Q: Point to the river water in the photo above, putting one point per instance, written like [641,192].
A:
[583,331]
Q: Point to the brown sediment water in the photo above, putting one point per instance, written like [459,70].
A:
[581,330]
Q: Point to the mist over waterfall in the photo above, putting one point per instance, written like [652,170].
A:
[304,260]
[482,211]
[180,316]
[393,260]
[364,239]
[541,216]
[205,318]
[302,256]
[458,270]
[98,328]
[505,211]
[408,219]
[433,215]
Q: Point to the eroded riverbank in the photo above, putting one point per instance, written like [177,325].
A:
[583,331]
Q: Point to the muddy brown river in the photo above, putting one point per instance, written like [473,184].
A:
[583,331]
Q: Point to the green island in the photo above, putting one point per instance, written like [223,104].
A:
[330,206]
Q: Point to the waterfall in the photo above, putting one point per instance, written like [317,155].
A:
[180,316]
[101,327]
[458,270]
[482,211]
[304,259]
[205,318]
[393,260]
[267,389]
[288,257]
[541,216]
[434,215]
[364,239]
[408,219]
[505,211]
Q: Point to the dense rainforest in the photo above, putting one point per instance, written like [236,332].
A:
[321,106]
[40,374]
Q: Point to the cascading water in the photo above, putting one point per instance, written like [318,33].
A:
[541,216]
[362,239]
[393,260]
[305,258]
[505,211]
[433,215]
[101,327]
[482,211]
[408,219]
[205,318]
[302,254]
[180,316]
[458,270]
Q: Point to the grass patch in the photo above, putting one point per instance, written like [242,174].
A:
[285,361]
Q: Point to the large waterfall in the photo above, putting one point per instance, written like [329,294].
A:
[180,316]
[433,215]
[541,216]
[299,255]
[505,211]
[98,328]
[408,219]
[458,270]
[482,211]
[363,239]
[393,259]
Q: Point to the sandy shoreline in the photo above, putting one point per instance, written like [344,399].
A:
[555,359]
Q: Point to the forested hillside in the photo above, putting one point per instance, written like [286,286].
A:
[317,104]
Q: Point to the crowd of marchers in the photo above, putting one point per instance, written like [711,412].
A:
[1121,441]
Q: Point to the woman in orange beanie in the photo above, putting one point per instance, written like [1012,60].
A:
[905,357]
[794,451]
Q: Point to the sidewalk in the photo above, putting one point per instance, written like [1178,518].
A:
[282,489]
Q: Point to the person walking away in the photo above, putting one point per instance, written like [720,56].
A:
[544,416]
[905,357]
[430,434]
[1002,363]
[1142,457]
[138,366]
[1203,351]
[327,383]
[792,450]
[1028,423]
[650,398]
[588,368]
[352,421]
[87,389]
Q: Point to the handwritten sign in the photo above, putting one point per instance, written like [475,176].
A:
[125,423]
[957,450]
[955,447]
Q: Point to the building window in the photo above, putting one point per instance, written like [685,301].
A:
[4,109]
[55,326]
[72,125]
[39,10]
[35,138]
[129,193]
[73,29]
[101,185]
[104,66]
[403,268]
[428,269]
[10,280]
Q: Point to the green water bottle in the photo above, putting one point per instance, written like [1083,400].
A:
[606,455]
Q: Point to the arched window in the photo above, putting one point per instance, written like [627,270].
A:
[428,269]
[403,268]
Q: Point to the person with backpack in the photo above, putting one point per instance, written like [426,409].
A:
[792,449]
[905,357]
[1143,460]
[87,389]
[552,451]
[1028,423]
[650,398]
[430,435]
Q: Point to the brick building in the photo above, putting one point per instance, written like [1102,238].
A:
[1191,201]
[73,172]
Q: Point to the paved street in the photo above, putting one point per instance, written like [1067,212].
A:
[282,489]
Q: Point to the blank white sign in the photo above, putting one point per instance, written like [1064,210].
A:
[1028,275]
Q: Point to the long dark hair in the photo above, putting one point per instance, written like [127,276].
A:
========================================================================
REQUIREMENTS:
Swap "backpack" for "rucksack" and write out again only the lines from the one with "Q: Point to the woman" through the last line above. Leave everything else in them as it is.

WRITTEN ANSWER:
Q: Point to the woman in orange beanie in the photo above, putting one point per instance, written like [1012,60].
A:
[905,357]
[794,451]
Q: Point to the sidewalk in the photo above, putting one point per instance, written like [1178,518].
A:
[282,489]
Q: Point to the person walking away in the photo above, putting one point per instance, written like [720,56].
A:
[544,416]
[905,357]
[430,434]
[1002,363]
[1142,457]
[138,366]
[1203,351]
[327,383]
[792,450]
[1028,423]
[650,398]
[588,368]
[352,421]
[87,389]
Q: Point to the handwritten sign in the photo above, putting one point per instance, written like [475,176].
A:
[125,423]
[957,450]
[955,447]
Q: Point to the building window in the photo above, putting one point per instance, written like [685,301].
A:
[4,109]
[55,326]
[72,125]
[39,10]
[35,138]
[129,193]
[73,29]
[101,185]
[104,66]
[403,268]
[428,269]
[10,280]
Q: Point to the green water bottle in the photo above, putting one point per instance, written like [1083,400].
A:
[606,455]
Q: Point to the arched window in the photo above, putting one point per instance, written like [627,270].
A:
[428,269]
[403,268]
Q: Point to the person with rucksack in the photo above, putting one point per instance, written like [426,409].
A:
[792,449]
[905,357]
[1143,460]
[87,389]
[552,451]
[1028,423]
[650,398]
[430,435]
Q: Point to the brick building in the photo above, putting one point per instance, written like [1102,238].
A:
[1191,201]
[73,172]
Q: Point to the paved street in the photo above, putting one point per instance, written like [1067,212].
A:
[282,489]
Q: Point to the blank white sign in the photo above, putting one point per instance, written like [1064,210].
A:
[1028,275]
Q: Point to the long dark hair in the photo above, putting one point per instance, written like [127,276].
A:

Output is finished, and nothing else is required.